Instructions to follow
For every entry below, give an exact repeat and leave out the pictures.

Data provided
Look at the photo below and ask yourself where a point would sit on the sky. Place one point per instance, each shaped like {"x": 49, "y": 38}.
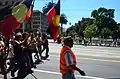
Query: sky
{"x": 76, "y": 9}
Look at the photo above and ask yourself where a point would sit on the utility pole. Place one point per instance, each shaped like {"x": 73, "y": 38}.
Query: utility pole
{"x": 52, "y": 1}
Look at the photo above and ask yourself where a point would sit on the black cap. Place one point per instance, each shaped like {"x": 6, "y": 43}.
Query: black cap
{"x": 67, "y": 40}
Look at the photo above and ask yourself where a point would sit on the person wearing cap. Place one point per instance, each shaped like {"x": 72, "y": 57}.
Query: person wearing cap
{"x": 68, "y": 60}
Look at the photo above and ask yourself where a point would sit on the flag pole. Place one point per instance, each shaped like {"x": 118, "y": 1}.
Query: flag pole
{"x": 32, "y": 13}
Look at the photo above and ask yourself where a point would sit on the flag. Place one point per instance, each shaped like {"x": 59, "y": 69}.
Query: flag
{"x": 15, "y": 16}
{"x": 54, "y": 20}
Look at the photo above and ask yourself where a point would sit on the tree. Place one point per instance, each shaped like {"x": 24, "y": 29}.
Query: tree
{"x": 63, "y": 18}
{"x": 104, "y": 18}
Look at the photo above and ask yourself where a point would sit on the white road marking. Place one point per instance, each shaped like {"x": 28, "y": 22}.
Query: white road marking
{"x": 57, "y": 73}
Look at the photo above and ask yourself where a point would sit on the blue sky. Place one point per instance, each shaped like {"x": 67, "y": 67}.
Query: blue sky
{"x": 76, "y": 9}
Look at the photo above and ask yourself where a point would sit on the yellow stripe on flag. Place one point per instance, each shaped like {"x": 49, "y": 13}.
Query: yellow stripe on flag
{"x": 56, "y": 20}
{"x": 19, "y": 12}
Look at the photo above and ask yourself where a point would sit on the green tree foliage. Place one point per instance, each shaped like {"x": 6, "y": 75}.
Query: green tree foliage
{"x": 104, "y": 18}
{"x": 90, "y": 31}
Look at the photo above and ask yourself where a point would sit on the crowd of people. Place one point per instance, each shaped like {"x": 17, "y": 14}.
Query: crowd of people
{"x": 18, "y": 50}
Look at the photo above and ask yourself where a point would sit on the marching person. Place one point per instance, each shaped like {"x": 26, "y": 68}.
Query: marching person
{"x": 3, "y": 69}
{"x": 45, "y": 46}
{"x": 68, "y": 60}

Reply to the task
Look at the photo below and ask yourself where a point would sit on the sky. Place one point per instance, each shaped like {"x": 49, "y": 38}.
Query: sky
{"x": 76, "y": 9}
Look at the photo above and ask yourself where a point would sit on the utility pole. Place one point per instance, each shaped like {"x": 73, "y": 38}.
Query: utility pole
{"x": 52, "y": 1}
Look at the photo above and ask yourself where a point would sit on the black cap. Place one point per instance, each shaped like {"x": 6, "y": 43}.
Query: black cap
{"x": 67, "y": 40}
Look at the photo above and ask yourself where a point would sit on the person wearing cap. Place one point per instance, each shaped like {"x": 72, "y": 57}.
Query: person wearing cap
{"x": 68, "y": 60}
Look at the photo above and ask yourself where a point would sit on the flag pole. Place one point per instance, each shaped like {"x": 118, "y": 1}.
Query: flag pole
{"x": 32, "y": 13}
Look at the photo above and ask yourself where a point would sit on the flag. Place one point per instance, each shaped like {"x": 59, "y": 69}.
Query: flag
{"x": 15, "y": 16}
{"x": 54, "y": 20}
Look at the photo above and ask yourself where a point would sit on the tree. Place one point per instance, each shaped like {"x": 24, "y": 29}.
Query: tree
{"x": 63, "y": 18}
{"x": 104, "y": 18}
Look at the photo above and ask yourself where a point would sit on the white road marking. Place one point per instance, each shaped like {"x": 28, "y": 22}.
Query: white road marking
{"x": 57, "y": 73}
Look at the photo above and ask yourself where a point would sit on the blue sky. Place one point per instance, each shaped like {"x": 67, "y": 67}.
Query: blue sky
{"x": 76, "y": 9}
Look at the photo above and ask yourself where a point would sit on the yellow stripe on flag. Place one point per instance, each shaped like {"x": 49, "y": 13}.
Query: yellow stripe on flag
{"x": 56, "y": 20}
{"x": 19, "y": 12}
Look at the photo above and ask yourself where a point would sit on the green tree foliage. Place one point per instance, each shaped like {"x": 6, "y": 75}.
Query: green tree foliage
{"x": 104, "y": 18}
{"x": 90, "y": 31}
Look at the photo above and ask yourself where a point would sit on the crowd of people. Place one point per instance, each shaped like {"x": 17, "y": 14}.
Query: crowd of people
{"x": 18, "y": 50}
Look at the photo above and ask yourself where a point would sit on the marching person. Place one point per instance, each shaped like {"x": 26, "y": 68}.
Query: marching person
{"x": 3, "y": 69}
{"x": 45, "y": 46}
{"x": 68, "y": 60}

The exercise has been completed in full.